[Segmentation mask data]
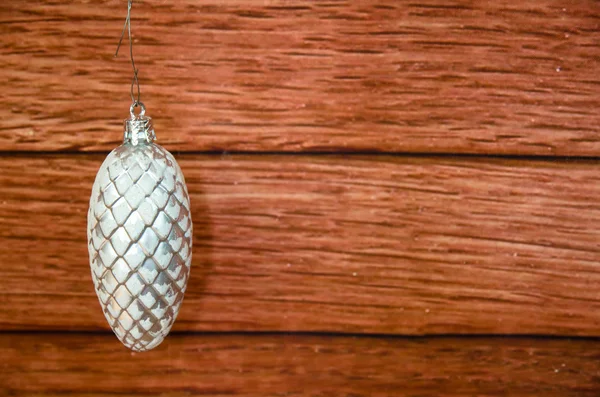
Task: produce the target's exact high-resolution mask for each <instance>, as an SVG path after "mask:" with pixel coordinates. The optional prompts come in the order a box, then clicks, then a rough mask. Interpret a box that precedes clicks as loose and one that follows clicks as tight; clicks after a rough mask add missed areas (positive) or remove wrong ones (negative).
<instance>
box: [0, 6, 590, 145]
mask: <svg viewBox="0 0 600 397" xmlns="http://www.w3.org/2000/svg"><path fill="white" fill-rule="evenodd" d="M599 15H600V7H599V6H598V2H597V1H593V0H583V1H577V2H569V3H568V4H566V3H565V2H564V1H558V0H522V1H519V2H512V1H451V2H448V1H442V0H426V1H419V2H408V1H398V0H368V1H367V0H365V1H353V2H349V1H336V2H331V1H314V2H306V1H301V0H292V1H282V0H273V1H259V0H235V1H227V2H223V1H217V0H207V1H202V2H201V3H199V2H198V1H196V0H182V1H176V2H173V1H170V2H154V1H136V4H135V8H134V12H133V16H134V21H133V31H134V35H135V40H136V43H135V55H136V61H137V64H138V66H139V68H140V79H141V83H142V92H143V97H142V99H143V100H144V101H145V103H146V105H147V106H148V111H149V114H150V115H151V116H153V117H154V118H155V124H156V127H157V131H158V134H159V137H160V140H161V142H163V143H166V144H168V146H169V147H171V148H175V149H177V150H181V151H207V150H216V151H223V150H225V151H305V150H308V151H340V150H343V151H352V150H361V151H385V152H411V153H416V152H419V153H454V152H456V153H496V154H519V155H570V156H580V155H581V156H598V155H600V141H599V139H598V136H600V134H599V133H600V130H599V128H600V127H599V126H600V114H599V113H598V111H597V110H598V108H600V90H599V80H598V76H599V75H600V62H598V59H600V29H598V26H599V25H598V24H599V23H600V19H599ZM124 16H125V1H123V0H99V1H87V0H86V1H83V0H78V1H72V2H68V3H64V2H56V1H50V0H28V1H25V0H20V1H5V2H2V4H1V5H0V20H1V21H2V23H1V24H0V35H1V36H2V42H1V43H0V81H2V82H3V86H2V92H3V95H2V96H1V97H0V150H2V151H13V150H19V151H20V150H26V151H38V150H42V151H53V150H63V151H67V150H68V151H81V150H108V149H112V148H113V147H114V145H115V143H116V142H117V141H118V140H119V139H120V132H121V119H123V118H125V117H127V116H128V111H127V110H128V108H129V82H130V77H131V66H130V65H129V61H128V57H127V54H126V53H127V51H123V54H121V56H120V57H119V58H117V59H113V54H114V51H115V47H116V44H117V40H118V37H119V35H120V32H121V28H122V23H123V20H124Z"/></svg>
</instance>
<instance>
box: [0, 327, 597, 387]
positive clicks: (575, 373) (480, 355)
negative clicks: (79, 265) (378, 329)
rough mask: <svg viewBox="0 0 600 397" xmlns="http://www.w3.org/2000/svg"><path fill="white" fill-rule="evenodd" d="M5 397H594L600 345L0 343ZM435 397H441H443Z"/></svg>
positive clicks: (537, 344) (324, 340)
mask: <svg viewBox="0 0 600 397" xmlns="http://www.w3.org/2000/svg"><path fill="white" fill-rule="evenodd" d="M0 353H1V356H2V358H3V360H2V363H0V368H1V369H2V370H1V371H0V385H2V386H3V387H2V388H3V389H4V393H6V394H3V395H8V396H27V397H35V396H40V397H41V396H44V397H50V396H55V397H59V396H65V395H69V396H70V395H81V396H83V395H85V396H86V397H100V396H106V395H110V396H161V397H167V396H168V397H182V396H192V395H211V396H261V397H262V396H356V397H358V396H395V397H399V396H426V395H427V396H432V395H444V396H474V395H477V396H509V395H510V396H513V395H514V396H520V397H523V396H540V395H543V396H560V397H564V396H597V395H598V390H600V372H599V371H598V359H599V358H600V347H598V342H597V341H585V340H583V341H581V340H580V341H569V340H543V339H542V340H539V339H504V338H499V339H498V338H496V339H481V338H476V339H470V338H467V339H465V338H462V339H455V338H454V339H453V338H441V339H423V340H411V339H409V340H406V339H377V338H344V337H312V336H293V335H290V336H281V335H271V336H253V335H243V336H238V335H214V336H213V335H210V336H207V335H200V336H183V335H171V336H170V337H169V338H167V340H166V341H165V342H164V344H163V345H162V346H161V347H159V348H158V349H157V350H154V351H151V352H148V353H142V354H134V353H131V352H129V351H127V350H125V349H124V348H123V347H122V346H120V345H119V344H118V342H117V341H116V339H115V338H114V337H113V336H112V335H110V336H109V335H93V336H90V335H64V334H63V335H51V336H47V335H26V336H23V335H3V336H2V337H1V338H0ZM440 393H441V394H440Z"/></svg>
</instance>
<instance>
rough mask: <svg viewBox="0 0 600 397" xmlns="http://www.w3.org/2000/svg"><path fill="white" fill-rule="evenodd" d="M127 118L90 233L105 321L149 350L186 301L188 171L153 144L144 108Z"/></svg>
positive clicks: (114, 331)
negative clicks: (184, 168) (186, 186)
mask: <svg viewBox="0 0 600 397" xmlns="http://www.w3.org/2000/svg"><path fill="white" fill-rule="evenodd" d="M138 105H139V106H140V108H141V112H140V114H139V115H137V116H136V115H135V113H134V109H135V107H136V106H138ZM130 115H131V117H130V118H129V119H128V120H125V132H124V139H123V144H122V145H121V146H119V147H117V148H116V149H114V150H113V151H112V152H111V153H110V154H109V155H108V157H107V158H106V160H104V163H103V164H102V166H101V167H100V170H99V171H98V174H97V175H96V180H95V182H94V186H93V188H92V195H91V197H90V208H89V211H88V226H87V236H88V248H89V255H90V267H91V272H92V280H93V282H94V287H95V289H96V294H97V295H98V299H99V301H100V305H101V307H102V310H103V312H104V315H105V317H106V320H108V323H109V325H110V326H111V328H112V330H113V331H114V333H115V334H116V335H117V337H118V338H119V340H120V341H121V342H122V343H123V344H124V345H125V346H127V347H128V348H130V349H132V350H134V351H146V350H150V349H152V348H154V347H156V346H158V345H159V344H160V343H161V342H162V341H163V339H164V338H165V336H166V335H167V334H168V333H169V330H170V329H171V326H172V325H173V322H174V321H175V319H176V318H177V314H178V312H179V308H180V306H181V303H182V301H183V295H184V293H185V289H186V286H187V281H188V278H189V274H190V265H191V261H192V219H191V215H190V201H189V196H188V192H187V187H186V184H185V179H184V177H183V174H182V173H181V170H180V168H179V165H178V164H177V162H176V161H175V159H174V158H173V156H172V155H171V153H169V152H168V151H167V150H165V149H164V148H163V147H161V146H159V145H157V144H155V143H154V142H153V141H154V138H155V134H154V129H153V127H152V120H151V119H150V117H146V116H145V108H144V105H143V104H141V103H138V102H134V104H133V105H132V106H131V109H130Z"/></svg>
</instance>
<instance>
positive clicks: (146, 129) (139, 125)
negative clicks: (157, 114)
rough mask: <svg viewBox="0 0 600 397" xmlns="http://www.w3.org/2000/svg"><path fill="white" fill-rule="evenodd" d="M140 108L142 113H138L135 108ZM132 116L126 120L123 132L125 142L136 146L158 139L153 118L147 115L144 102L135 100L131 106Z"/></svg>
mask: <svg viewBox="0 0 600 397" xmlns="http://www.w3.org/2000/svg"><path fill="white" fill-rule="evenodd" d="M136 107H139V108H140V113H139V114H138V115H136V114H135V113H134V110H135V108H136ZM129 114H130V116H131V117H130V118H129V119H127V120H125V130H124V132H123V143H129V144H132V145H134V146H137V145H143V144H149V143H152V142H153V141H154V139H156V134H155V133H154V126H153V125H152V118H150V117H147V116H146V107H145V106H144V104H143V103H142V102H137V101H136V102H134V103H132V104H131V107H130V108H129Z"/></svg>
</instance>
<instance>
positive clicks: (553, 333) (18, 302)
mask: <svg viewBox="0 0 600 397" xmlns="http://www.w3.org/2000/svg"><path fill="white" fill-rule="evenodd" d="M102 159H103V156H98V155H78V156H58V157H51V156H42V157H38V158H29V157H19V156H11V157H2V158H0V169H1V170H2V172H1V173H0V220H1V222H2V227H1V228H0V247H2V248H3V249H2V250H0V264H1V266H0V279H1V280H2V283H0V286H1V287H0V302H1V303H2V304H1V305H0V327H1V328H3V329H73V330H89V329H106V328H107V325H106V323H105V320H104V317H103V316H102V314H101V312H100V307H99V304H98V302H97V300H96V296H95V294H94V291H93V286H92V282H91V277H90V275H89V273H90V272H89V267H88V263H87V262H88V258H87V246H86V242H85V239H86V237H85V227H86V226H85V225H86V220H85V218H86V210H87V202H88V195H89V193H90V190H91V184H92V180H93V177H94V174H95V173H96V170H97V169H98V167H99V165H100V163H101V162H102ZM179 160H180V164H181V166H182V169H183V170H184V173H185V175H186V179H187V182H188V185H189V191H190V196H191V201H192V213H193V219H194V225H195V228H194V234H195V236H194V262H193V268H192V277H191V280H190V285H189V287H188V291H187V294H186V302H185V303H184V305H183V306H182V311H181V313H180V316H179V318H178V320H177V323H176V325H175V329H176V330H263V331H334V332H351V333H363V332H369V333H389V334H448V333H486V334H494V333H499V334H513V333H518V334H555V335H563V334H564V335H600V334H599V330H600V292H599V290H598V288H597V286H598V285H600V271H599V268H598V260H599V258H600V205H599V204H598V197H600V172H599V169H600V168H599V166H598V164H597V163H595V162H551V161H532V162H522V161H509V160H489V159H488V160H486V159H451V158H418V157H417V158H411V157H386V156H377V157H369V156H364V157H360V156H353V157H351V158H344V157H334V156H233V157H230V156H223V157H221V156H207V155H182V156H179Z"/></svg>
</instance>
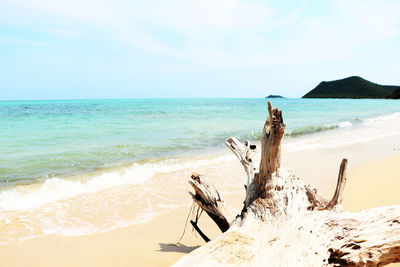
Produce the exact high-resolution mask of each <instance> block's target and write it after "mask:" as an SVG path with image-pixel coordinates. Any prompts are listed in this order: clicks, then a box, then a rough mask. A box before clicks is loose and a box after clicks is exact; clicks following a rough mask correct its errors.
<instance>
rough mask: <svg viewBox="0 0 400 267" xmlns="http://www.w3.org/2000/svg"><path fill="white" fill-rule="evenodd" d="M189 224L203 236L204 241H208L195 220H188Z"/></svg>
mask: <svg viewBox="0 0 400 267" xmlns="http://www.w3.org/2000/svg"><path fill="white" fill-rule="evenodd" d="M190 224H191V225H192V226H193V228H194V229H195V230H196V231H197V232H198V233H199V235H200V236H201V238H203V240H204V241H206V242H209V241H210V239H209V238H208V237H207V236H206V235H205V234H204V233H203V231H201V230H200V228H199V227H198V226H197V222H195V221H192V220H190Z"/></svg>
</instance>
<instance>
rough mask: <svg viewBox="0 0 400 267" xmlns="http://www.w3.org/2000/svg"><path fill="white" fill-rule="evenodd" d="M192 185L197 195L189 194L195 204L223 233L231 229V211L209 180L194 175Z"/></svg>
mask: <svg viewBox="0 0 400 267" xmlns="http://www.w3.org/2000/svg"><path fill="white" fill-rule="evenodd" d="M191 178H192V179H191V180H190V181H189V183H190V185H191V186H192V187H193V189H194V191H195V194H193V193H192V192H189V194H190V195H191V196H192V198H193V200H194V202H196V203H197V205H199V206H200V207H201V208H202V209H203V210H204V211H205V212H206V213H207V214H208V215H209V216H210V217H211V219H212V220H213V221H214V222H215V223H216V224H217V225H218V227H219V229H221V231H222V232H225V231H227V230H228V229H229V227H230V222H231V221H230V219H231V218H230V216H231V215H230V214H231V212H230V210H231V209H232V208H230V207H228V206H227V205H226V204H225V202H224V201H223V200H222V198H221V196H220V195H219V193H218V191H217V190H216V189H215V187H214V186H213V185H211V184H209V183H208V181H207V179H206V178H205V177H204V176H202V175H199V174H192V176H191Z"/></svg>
---
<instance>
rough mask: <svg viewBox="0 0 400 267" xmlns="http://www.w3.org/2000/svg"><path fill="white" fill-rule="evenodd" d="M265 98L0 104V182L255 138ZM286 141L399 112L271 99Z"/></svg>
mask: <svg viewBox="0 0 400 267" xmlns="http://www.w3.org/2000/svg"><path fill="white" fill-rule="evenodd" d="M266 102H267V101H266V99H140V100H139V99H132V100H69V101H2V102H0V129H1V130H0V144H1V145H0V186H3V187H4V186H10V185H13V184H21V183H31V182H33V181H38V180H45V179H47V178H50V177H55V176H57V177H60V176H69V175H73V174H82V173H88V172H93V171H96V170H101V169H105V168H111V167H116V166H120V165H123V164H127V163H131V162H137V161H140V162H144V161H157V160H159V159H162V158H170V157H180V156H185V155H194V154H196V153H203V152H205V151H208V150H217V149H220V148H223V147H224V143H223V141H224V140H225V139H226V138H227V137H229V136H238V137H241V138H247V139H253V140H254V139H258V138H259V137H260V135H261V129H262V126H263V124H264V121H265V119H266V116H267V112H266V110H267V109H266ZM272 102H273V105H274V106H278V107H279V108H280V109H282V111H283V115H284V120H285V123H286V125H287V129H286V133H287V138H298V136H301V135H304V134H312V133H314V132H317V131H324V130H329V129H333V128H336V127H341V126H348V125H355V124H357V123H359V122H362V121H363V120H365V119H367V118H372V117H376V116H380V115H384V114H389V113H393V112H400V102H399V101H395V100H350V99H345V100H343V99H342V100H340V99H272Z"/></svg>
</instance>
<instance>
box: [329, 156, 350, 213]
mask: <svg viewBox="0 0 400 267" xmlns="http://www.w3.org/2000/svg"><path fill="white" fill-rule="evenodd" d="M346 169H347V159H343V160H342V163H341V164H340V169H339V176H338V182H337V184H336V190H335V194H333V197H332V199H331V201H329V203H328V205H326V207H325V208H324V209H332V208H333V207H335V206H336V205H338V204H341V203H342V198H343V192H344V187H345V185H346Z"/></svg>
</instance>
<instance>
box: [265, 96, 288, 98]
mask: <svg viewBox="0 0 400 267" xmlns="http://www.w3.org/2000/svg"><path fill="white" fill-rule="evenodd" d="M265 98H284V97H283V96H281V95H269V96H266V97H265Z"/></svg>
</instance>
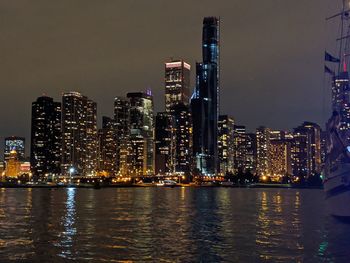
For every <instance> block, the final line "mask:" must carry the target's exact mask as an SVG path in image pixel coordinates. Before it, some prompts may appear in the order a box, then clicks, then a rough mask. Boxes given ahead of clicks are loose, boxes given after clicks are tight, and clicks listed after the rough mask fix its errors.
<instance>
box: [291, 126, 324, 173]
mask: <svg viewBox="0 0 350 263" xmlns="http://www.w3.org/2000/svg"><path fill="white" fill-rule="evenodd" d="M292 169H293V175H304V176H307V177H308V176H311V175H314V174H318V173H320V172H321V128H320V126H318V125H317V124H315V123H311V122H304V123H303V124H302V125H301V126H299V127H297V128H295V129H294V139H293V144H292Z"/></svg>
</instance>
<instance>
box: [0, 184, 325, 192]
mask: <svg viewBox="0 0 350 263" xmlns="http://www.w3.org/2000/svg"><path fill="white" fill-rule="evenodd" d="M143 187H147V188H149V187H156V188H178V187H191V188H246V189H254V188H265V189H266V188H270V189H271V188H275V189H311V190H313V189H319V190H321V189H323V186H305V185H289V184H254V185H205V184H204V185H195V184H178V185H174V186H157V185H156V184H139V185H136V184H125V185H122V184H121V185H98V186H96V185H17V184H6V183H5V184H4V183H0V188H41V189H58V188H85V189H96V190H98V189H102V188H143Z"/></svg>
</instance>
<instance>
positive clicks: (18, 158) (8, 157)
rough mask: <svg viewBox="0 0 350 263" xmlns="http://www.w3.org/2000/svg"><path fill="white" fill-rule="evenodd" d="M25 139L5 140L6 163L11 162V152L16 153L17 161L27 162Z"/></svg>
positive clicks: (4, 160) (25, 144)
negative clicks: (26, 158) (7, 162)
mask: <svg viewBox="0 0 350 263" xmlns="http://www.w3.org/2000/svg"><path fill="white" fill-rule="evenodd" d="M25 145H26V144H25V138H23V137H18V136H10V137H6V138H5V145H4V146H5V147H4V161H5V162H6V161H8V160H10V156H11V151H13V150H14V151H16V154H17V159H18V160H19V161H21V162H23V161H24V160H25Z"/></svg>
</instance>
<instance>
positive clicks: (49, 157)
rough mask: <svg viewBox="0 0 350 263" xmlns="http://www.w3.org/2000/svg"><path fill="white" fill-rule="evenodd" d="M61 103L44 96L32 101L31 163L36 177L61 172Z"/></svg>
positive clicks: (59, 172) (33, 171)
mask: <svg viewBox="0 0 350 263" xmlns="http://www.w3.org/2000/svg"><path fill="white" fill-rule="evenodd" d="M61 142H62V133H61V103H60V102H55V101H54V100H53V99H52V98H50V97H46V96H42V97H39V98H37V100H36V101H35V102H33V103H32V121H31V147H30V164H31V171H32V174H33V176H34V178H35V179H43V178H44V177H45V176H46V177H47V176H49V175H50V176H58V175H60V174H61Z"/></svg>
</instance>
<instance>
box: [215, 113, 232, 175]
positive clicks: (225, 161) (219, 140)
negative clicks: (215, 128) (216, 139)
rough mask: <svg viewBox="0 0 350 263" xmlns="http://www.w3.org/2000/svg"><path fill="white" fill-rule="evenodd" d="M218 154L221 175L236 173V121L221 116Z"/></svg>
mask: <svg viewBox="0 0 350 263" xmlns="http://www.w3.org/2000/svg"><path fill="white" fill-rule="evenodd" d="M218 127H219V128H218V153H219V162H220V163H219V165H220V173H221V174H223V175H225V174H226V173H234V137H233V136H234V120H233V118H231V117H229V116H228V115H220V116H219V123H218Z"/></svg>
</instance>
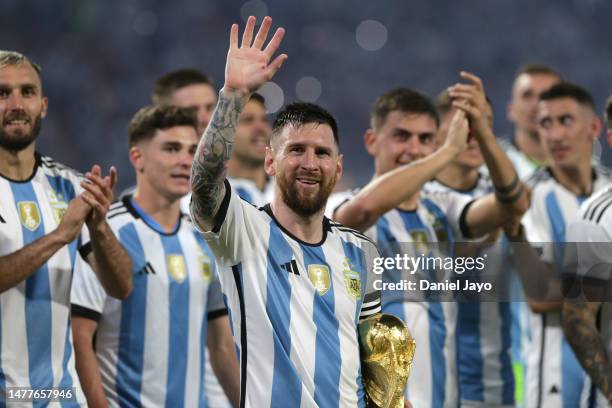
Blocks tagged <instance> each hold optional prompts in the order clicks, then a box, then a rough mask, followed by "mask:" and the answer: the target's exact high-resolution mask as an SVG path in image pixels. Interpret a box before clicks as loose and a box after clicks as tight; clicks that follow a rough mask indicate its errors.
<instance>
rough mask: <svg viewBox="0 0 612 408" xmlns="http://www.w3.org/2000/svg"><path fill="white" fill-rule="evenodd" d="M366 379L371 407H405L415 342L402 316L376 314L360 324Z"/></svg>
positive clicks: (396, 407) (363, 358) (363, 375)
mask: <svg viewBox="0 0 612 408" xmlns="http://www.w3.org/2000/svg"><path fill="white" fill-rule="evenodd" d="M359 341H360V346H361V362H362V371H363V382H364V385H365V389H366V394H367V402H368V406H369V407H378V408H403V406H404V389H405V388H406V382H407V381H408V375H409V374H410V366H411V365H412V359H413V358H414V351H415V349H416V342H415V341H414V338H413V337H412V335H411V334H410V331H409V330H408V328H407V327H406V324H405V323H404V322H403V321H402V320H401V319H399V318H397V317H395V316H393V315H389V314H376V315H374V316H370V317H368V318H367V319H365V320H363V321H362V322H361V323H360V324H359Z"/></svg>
...
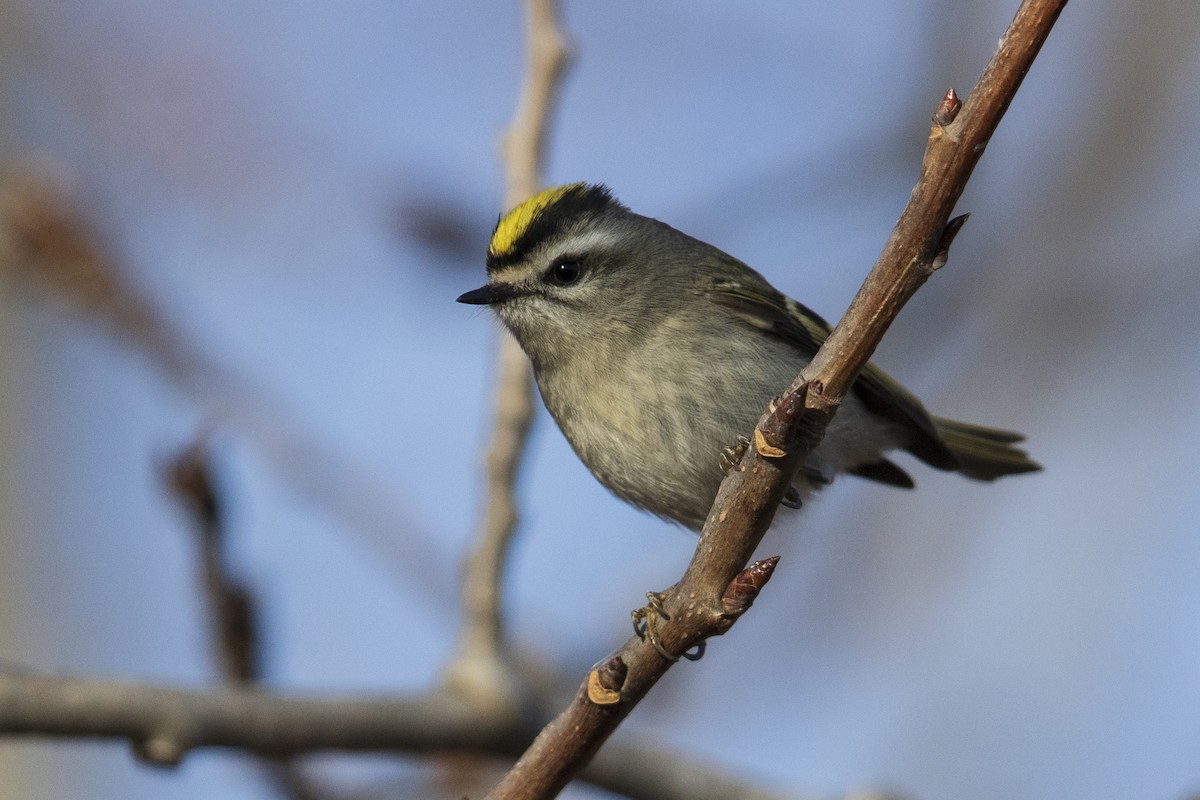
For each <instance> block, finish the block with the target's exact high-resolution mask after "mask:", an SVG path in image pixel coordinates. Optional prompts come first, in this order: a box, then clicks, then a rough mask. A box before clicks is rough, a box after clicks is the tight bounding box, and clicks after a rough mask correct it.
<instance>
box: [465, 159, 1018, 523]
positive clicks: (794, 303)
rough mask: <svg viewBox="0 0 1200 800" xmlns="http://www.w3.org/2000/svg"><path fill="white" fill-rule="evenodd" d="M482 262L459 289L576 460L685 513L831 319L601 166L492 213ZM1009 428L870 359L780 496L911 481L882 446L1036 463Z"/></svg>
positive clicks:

▶ Assignment: Rewrite the lines starting with the one containing "Task: produce the" and going on through the one containing "box: [0, 6, 590, 145]", replacing "high-resolution" with "full-resolution" and leaving everything else unchanged.

▶ Answer to this exercise:
Task: produce the target's exact full-resolution mask for each <instance>, as an SVG path after "mask:" with pixel coordinates. The optional prompts come in the order a box, then clicks, then a rough mask. Interpret a box that precedes clicks as loose and one that follows clicks as tight; clicks after a rough mask add missed areas (positive) or remove wrong ones (negative).
<instance>
box: [0, 6, 590, 145]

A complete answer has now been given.